REQUIRED WORK:
a: List each yard object that the opening of the interview about the film I Declare War says a kid could imagine as something else, along with what it could become.
b: Continue the interview about the film I Declare War, starting right after its final line.

EXTRACT TO READ:
When we were kids, anything you found in the yard could become a weapon in your mind’s eye. A stick could just as easily be a sword, a pine cone could morph into a grenade, and a tree was just as likely to be a lookout tower. At some point we’ve all played a variation of war, and those magic moments of being a kid come across in the intense film I Declare War. The film follows PK, a natural leader obsessed with war movies and strategy, as he tries to lead his team to victory against a team that is prepared to do whatever it takes to win.

We sat down with co-directors Robert Wilson and Jason Lapeyre as well as star Gage Munroe to talk about games we played growing up, child actors, and the perfect movie marathon to watch alongside I Declare War.

Nerdist: When you were writing out the script and working together to come up with this, was it all about referencing your own experiences? Were there other things that influenced it or was it straight you guys?

Robert Wilson: Straight Jason. Jason wrote the script 10 years ago. Jason, Jason, Jason. Thank you very much, though. I appreciate your notion that I could write that well.

Jason Lapeyre: I wrote the script because I wanted to tell a story about how it felt to be that age. I played war a lot when I was that age, and so did a lot of other people. Almost everything that happens in this script is autobiographical or inspired by things that actually happened. That’s kind of why I wrote this script.

N: One of the reasons why I liked this movie so much and found it so accessible is that it is this period in our lives where we are kind of doing that. Everyone plays some variation on that game. For me and my friends it was Nerf footballs. If you get hit, you’re dead and then we’ll start again. It was kind of one of those things. When you were drawing straight from your experience, was there ever any variation on those rules or were you more like PK, “These are the rules. These are always the rules and we always have to stick to these”?

Jason: No, no, I mean with every different group you make the rules up at the top of the game every day. That’s a bit of poetic license we took in the movie is that this is such an intense group of kids. They regularly play with this particular set of rules.

Robert: And the rules changed as we were doing it too. There was no single grenade carrier that was a development of pre-production when we were like, “how come there’s no one with a grenade here? Well, we’ll do one satchel, one grenade carrier, it’ll be part of the deal, right?”

Jason: The rules changed to help the story when necessary.

Robert: As they do when you play the game as a kid.

Jason: There were commonalities for sure, like the steamboats thing — no matter what version of war I played as a kid, that was always something that happened. If you got hit, you had 10 seconds to be killed or taken out or you were back in. I think that’s the way you recognized it from having played it.

Gage Munroe: Push-ups.

Jason: Yeah, there’s always some version of it.

N: We were pop culture junkies, so you had to name five TV shows or movies and then you could get back in the game.

Jason: [Laughs] Your nerd credentials are so strong.

N: You had to name off five TV shows and you couldn’t name off what you already named off previously.

Robert: What about something someone else already named off?

DATASET CONTENT:
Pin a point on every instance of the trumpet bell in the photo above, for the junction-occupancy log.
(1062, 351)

REPLIES:
a:
- A stick could become a sword.
- A pine cone could become a grenade.
- A tree could become a lookout tower.

b:
N: Well, we couldn’t hear what other people named off, and it was the person that killed you that had to validate it, but you had to say it really, really quick. Or it was like, nope, can’t say it fast enough! You’re dead.

Jason: [laughs] So funny.

N: Did you guys actually play a couple rounds of war on your own?

Gage: Actually, before we started shooting- I think it was a little bit after we had our first table read- we went up and these guys organized a big game of laser tag. I guess it’s a little bit more tame than the paintballs we played yesterday.

Robert: Well, with the paintballs, the scheduled date was a day and a half before principal photography. We sort of felt…

Jason: You can’t give welts to your cast.

Gage: So yeah, we had a big game of laser tag and we were actually grouped in the teams that we were in the movie so I guess we all tried to take up a role. The roles we were in the movie. Aidan being Quinn as the leader and me as myself as well. Each cast member tried to play their role in the laser tag game.

Robert: Uninterrupted without the script, uninterrupted by the camera.

Gage: I think we brought the camera in there as well.

Jason: Ray, the DP, was on one of the teams and he shot the whole thing.

N: Did the kid who played Skinner just run around and shoot everyone?

Jason: [laughs]. I can’t remember.

Gage: Mike and a few of the other taller kids were climbing on the walls and were able to shoot. I wasn’t so lucky. I’m not. If you’ve noticed, I’m not the tallest of people.

N: You’ve got time.

Gage: Yeah, it was fun though.

N: So Mike really is captivating in this role. You’ve said that he was able to turn on and off. What was that dynamic like seeing these guys just be able to shut off these characters and then go right back into them?

Robert: It’s the way it’s supposed to be.

Jason: Yeah, they’re actors.

Robert:But it’s often the way it’s not. As people linger in that character before and after as preparation, but for whatever reason this cast was able to…

Jason: They were constant and professional.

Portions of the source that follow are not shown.